++++ Dataset
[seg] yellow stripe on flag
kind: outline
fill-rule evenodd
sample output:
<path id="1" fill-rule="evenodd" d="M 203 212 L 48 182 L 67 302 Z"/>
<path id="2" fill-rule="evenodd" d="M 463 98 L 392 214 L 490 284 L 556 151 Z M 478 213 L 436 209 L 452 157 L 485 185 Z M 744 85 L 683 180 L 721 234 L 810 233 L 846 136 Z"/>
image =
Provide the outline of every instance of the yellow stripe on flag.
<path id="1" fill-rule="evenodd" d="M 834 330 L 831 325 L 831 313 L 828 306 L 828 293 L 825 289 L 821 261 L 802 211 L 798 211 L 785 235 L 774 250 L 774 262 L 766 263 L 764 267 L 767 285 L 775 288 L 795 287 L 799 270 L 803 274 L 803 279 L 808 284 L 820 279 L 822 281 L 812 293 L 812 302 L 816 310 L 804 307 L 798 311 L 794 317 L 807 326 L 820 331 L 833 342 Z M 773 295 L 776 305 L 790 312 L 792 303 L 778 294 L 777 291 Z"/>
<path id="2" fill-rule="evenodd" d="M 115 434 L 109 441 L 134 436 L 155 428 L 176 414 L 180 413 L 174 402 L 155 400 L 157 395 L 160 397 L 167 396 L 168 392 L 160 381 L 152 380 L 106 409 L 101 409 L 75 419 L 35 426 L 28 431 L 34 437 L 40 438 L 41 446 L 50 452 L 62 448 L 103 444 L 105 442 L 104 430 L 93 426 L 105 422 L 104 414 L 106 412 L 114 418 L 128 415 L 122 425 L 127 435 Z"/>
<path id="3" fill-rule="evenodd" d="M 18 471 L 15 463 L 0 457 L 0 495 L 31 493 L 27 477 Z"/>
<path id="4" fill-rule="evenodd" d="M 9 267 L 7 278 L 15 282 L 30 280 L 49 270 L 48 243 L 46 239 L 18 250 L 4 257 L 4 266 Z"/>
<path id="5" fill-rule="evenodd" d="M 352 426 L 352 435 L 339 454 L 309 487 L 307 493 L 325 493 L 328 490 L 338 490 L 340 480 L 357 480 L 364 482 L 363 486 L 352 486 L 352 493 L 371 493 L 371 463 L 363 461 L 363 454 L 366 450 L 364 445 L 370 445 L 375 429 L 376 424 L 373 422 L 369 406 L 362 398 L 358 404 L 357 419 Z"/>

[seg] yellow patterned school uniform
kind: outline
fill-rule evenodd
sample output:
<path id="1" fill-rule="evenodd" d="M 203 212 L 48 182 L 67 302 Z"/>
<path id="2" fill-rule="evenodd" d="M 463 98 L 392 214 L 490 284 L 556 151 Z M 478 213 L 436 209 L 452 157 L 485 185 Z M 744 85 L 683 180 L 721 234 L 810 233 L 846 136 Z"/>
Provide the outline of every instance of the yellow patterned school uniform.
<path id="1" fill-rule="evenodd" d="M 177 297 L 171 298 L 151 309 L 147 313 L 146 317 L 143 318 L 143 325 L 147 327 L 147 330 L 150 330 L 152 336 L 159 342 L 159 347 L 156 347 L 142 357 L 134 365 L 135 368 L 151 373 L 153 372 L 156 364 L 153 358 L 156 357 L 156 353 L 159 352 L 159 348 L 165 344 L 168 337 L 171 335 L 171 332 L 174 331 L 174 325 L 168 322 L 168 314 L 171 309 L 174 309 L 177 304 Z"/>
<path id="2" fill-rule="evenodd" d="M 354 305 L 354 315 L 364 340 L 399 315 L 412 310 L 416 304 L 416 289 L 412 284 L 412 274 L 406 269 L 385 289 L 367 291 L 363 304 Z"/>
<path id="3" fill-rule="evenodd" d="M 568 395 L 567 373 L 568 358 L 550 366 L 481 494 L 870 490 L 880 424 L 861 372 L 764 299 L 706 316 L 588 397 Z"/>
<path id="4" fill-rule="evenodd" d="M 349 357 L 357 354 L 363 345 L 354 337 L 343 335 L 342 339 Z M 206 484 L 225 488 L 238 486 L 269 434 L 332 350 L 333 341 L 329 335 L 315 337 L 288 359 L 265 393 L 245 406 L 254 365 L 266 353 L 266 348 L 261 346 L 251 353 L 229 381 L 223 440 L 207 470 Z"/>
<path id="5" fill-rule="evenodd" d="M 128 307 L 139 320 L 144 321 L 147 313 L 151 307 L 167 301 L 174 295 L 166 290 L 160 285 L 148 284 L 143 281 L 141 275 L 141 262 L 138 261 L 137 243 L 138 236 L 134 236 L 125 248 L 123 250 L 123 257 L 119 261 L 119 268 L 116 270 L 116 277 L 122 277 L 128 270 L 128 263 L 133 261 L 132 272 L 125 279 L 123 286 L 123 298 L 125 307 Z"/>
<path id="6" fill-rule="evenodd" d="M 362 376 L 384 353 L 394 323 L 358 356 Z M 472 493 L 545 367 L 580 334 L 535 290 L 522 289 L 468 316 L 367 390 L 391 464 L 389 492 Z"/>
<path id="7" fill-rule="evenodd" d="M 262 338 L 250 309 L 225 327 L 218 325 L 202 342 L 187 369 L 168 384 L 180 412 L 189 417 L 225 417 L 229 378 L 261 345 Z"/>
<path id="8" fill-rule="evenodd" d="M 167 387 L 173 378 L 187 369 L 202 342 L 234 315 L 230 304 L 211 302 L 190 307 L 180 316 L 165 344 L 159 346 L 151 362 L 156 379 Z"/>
++++++++
_What is asked:_ Rewrite the portion of the listing that opens with its first line and closes with the line containing "Provide the outline of every instance of the yellow stripe", replacing "outline" with "contour" and leaving everything else unchanged.

_Reply:_
[seg] yellow stripe on flag
kind: contour
fill-rule evenodd
sample output:
<path id="1" fill-rule="evenodd" d="M 203 212 L 48 182 L 67 302 Z"/>
<path id="2" fill-rule="evenodd" d="M 463 98 L 392 214 L 490 284 L 556 151 Z M 478 213 L 436 209 L 452 157 L 485 185 Z M 744 85 L 683 180 L 721 234 L 810 233 L 846 136 Z"/>
image =
Provide the contour of every instance of the yellow stripe on flag.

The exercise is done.